- [EXTRAIT DU DOCUMENT]
▶

Datacenters : un dispositif enfin efficace pour recycler la chaleur chez Data4

Le dispositif mis au point par l’hébergeur et ses partenaires consiste à utiliser la chaleur des salles serveur pour cultiver sur place des algues qui absorbent du CO2 puis deviennent elles-mêmes de la biomasse ou des bioplastiques.

L’hébergeur Data4, la Fondation de l’Université Paris-Saclay, le département de l’Essonne et la start-up autrichienne Blue Planet Ecosystems ont dévoilé ce qu’ils appellent « le premier datacenter biocirculaire au monde ». Celui-ci est équipé d’un système qui récupère la chaleur produite dans ses allées pour faire volontairement tourner l’eau d’une piscine adjacente, de sorte que des algues y poussent. Ces algues auraient le mérite d’absorber jusqu’à 13 tonnes de CO2 par an.

« La communauté d’agglomérations de l’Essonne était préoccupée par la multiplication des datacenters sur son territoire et plus particulièrement par leur chaleur fatale. Fatale signifie perdue. Or, en l’espèce, il est possible d’en faire quelque chose et ce que nous prouvons avec ce projet », se félicite Linda Lescuyer, directrice de l’innovation au sein du groupe Data4.

Après discussions avec la fondation de l’université Paris-Saclay qui avait monté une chaire dédiée à la biomasse, le projet de culture d’algues a mûri et a abouti à un système greffé sur le datacenter de Data4 situé à Marcoussis, dans le sud de la région parisienne.

Un recyclage de la chaleur qui serait enfin véritablement utile

Outre l’absorption du CO2, ces algues peuvent ensuite être recyclées en biomasse, créant de nouvelles sources d'énergie circulaire (biogaz) et des bioproduits pour des industries telles que les cosmétiques et l'agroalimentaire.

« Près de 18 térawattheures d’énergie sont disponibles dans les datacenters français, mais non utilisés à l’heure actuelle. Grâce au module datacenter biocirculaire, nous avons l’opportunité d’utiliser cette énergie pour créer une nouvelle ressource écologique et économique pour le territoire. Et cela représente autant de filières économiques, et donc d’emplois, qui pourront se développer en symbiose avec les datacenters », argumente Linda Lescuyer.

◀

- [MATÉRIEL FOURNI]
▶

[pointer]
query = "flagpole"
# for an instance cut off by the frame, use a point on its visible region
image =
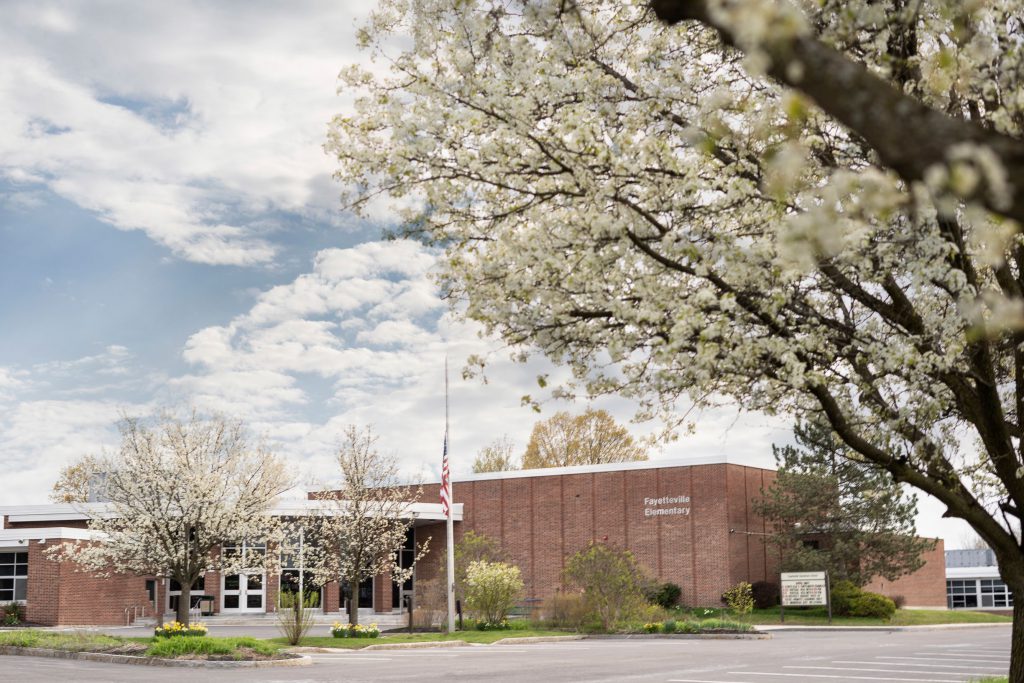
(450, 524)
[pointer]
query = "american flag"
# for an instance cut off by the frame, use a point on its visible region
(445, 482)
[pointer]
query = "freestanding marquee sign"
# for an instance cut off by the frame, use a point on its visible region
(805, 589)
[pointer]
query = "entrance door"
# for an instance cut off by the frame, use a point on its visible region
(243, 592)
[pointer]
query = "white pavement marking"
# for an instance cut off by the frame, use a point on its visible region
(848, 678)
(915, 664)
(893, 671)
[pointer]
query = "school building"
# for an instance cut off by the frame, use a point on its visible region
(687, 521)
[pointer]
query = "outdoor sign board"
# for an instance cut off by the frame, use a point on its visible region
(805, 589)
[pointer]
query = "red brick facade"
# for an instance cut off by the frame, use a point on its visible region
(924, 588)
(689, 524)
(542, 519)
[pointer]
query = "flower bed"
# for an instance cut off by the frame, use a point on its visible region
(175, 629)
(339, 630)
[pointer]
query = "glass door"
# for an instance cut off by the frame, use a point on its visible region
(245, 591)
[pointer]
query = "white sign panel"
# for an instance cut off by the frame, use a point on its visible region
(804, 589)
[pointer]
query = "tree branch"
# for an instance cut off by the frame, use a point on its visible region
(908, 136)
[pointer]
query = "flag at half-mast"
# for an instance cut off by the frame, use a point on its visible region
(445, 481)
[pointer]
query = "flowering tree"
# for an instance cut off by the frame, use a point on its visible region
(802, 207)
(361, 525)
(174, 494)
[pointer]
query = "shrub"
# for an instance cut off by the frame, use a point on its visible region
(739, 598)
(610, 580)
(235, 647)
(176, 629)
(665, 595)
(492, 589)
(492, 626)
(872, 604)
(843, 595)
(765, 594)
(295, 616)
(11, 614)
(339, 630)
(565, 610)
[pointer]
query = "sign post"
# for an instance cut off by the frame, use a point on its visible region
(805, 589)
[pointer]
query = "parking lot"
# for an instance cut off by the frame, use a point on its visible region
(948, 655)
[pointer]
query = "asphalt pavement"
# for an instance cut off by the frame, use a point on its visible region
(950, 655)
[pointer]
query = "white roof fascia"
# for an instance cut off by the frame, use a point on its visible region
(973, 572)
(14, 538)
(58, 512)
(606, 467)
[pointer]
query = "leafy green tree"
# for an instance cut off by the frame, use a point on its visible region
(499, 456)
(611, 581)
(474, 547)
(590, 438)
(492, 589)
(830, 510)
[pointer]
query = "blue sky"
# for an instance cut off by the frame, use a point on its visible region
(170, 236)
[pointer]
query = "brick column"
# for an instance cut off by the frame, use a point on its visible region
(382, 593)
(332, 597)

◀
▶

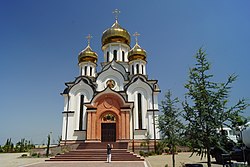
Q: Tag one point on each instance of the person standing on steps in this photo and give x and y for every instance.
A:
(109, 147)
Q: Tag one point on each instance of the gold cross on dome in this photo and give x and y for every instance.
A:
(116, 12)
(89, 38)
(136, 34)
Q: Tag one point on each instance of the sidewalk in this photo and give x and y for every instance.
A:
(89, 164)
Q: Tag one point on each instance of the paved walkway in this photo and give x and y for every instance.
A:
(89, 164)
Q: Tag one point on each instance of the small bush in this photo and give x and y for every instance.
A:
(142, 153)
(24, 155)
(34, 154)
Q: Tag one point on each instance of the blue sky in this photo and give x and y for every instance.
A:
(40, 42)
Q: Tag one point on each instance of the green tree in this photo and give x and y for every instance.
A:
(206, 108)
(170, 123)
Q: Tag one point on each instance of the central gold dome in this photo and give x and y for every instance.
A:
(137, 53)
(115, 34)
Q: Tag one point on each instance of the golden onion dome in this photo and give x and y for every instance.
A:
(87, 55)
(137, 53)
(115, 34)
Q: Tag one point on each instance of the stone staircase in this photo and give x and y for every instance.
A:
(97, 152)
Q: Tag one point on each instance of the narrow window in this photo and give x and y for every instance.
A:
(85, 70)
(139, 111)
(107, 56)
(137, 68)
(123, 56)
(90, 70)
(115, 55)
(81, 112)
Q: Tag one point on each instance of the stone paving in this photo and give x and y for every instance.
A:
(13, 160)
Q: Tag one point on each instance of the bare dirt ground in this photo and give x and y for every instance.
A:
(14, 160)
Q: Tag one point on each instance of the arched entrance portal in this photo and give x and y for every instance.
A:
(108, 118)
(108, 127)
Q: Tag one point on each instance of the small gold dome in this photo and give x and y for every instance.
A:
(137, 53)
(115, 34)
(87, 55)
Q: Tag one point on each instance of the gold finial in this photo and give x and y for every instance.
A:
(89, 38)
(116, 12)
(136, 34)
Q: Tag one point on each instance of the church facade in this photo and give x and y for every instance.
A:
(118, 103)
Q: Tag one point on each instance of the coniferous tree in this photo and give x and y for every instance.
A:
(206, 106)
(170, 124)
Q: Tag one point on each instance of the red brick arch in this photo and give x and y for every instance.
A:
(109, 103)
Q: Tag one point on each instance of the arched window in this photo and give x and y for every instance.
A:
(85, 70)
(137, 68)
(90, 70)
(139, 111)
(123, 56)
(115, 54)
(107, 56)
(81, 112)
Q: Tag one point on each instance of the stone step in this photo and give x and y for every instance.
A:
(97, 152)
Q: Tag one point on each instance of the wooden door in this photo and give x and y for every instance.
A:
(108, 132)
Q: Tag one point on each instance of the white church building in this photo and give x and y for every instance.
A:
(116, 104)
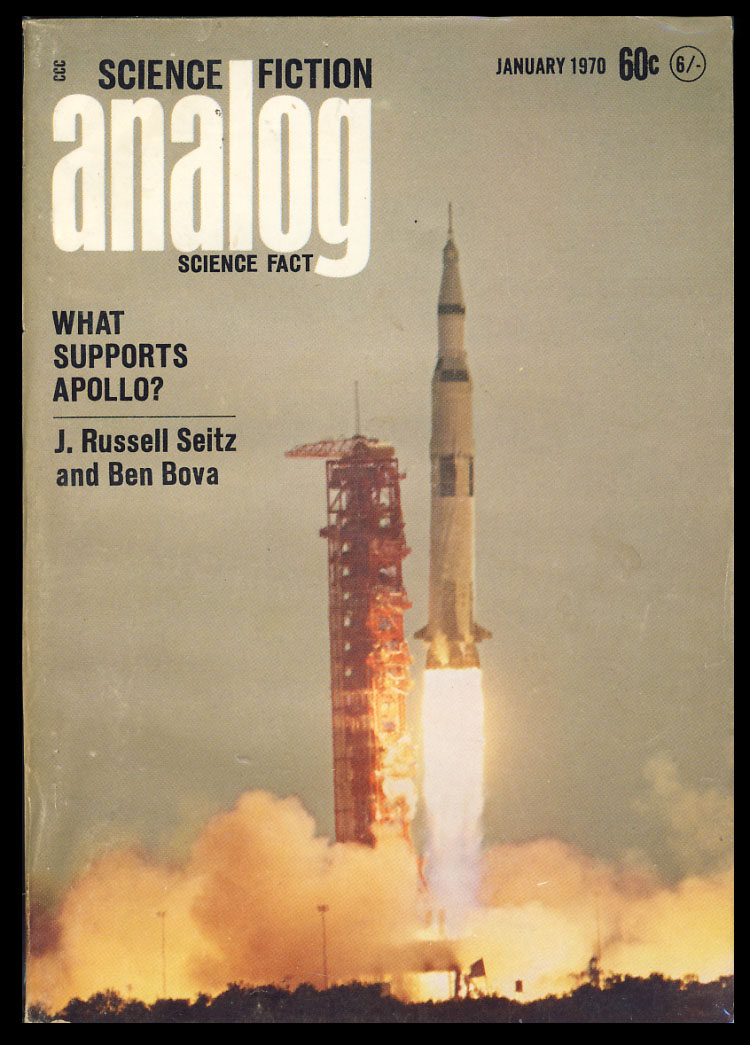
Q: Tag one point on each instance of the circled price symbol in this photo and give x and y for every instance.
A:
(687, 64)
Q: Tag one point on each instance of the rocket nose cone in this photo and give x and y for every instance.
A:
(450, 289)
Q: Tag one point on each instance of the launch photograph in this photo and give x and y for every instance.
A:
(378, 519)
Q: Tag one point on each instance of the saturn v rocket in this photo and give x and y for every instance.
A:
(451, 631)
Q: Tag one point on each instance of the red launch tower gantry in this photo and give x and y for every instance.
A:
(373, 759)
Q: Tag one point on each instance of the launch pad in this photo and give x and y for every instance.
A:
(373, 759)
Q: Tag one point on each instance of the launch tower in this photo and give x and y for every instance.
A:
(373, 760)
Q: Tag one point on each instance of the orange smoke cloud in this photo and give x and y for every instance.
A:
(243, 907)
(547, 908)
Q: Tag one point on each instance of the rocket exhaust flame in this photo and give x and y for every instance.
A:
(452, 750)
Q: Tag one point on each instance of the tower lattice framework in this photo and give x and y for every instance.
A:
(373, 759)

◀

- [TRAVAIL DEMANDÉ]
A: Répondez aux questions suivantes d'après l'article sur la récupération de chaleur chez Data4.
(i) Quelle quantité de CO2 les algues pourraient-elles absorber chaque année ?
(ii) Dans quelle commune se trouve le datacenter de Data4 qui accueille le système ?
(iii) Selon Linda Lescuyer, quelle quantité d'énergie est disponible mais inutilisée dans les datacenters français ?
B: Recopiez le passage de l'article sur la récupération de chaleur chez Data4 qui va de « Outre l’absorption du » jusqu'à « cosmétiques et l'agroalimentaire. » inclus.

- [RÉPONSES PROPOSÉES]
A:
(i) Jusqu'à 13 tonnes de CO2 par an.
(ii) À Marcoussis, dans le sud de la région parisienne.
(iii) Près de 18 térawattheures.

B:
Outre l’absorption du CO2, ces algues peuvent ensuite être recyclées en biomasse, créant de nouvelles sources d'énergie circulaire (biogaz) et des bioproduits pour des industries telles que les cosmétiques et l'agroalimentaire.